Exercise instructions: Continue the article about the Zambian poetry platform Bittersweet, picking up after its final sentence.

##### Text block #####

Knowing Bittersweet poetry is behind ‘Tilowa’, a few would challenge the claim that it is one of the leading art platforms in Zambia.
Bittersweet is a Zambian– owned art platform, was created with the aim of promoting poetry and encouraging many that had stopped writing to revive their passion.
Realising the gap existing in the art of poetry in the country, founders Kapembwa Wanjelani, 32, and Mwape Mumba, also 32, formed the poet platform in 2007, a few years after they met at St Clement Secondary School in Luapula Province where they both schooled.
“Our passion for poetry grew more when we both started taking literature in English as our option subject at secondary school,” Kapembwa Wanjelani said.
For Mr Wanjelani, poetry is not only supposed to be entertaining, but should also aim to be educative when people speak their minds.
“I remember, we would write songs about the hard life of boarding school experiences by sitting around in a circle and making a beat box and free styling some lyrics,” Mr Wanjelani recalled.
The Oxford dictionary defines poetry as literary work in which the expression of feelings and ideas is given intensity by the use of distinctive style and rhythm.
Based on this definition, the two have a goal to get Zambian poetry recognised worldwide through revamping the reading and writing culture among Zambians.
“I remember in the early 2000’s, there was a learning platform called Taonga Market, it was a very good initiative for the young people because young children developed reading and writing skills at an early stage,” Mr Wanjelani said.
However, the duo did not immediately follow their dream as after completing their secondary education, they both enrolled at the University of Zambia (UNZA) where Mr Wanjelani obtained an undergraduate degree in Ecological and Environmental Sciences in 2009.
In the same year, Mr Mumba graduated with an undergraduate degree in Public Administration.

##### Dataset content #####

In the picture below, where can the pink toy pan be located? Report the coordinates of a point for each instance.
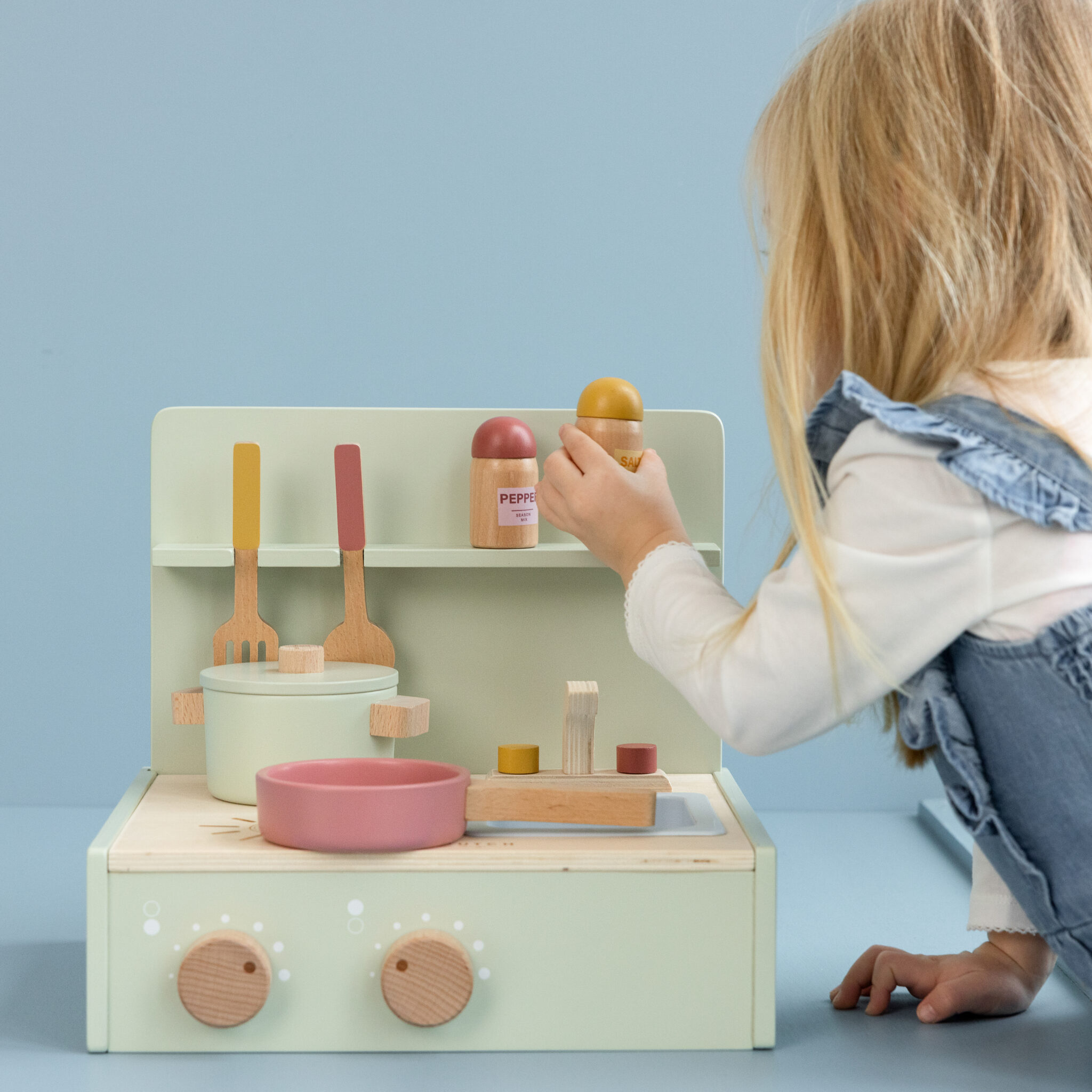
(363, 805)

#####

Response to this exercise:
Prior to the establishment of Bittersweet, the two started by reciting poems at UNZA through the Chi-alpha fellowship in 2006.
“When we started presenting our works, people never knew us and the fellowship itself was small,” Mr Wanjelani.
To get public recognition, the two later established a poetry TV show which was airing on Zambia’s national broadcaster (ZNBC).
“At the beginning, it was challenging, you know poetry is not an art that can be easily liked, someone has to be interested so we had a few followers,” Co-founder Mr Mumba said.
Although the TV programme ended with some unaired shows, the two did not give up but went on to organise the first Bittersweet poetry show at La Gondola, Arcades in 2011.
The show was a success, with every show that followed attracting more people to attend. From then, the two shared their talents whenever an opportunity presented itself.
Among the first to recite poems on the platform are former chairman of the Zambia National Arts Council Mulenga Kapwepwe and former president of MISA Zambia Daniel Sikazwe.
“We never expected to have a lot of people at our first show, we were surprised when the venue was fully packed,” Mr Mumba said.
Though the duo had challenges running the first few shows due to lack of funds and support, the two continued carrying out small events that helped to put the show on the limelight.
“We hard challenges from securing of the venue for live shows to partnering with media stations that can record poems from the live shows played on air and TV,” he said.
In 2012, the two managed to sign up professional poets on their platform. This saw them move the venue from La Gondola to Mulungushi International Conference Centre to accommodate atleast 500 people since the number of people attending the events had risen.
Today, Bittersweet Poetry is one of the most active poetry groups in the country, regularly holding shows to keep its fans entertained and educated.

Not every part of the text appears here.